_EXERCISE 1:_ List each Probate Code section number cited in the special needs trust text, naming each one only once.
_EXERCISE 2:_ Transcribe the special needs trust text from "There are additional" up to and including "3602 or 3611.".

_SOURCE DOCUMENT:_
╔══

There are additional restrictions on trustee distributions after the death of the beneficiary: SSI regulations, and to a lesser extent Medi-Cal regulations and practice, require that the state be the primary payee and that no expenditures for burial and funeral expenses be made from the trust.

There is a particular irony to this prohibition in that it is possible for an SSI beneficiary to set up a burial trust and to prepay a burial site; but it is prohibited for the trustee to pay these expenses from the special needs trust after the death of the beneficiary.

The litigation trust compared to a d4a trust: When a person on public benefits is to receive a settlement or judgment and is either incapacitated or opts to use the mechanism of Probate Code Sections 3600 et seq., it is necessary to comply with the provisions of Section 3604 and the notice provisions of Section 3602 or 3611.

Under Section 3604, the court has to make findings that there is a substantial disability, that the individual will have special needs that cannot be met without the trust, and that the money to be paid to the trust does not exceed the amount that appears reasonably necessary to meet the beneficiary’s needs.

╚══

_ENTRIES PROVIDED:_
╔══

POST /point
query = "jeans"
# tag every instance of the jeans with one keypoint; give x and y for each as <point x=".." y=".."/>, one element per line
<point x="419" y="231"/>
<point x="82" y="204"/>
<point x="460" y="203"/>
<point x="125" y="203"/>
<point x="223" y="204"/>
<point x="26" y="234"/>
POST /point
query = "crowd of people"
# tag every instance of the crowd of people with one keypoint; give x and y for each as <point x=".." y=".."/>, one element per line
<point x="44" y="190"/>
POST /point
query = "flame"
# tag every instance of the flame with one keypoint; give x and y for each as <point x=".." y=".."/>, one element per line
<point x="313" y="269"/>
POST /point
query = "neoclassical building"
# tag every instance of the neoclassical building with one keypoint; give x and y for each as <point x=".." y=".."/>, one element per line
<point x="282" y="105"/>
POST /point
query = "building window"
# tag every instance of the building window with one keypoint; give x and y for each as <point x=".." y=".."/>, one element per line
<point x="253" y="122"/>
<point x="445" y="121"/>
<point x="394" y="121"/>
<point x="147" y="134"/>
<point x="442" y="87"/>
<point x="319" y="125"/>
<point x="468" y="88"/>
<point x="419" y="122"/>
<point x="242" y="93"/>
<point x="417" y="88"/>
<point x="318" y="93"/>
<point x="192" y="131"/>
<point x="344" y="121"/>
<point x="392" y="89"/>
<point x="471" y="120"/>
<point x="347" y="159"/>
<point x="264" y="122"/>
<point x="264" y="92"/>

╚══

_OUTPUT 1:_ 3600, 3604, 3602, 3611

_OUTPUT 2:_
There are additional restrictions on trustee distributions after the death of the beneficiary: SSI regulations, and to a lesser extent Medi-Cal regulations and practice, require that the state be the primary payee and that no expenditures for burial and funeral expenses be made from the trust.

There is a particular irony to this prohibition in that it is possible for an SSI beneficiary to set up a burial trust and to prepay a burial site; but it is prohibited for the trustee to pay these expenses from the special needs trust after the death of the beneficiary.

The litigation trust compared to a d4a trust: When a person on public benefits is to receive a settlement or judgment and is either incapacitated or opts to use the mechanism of Probate Code Sections 3600 et seq., it is necessary to comply with the provisions of Section 3604 and the notice provisions of Section 3602 or 3611.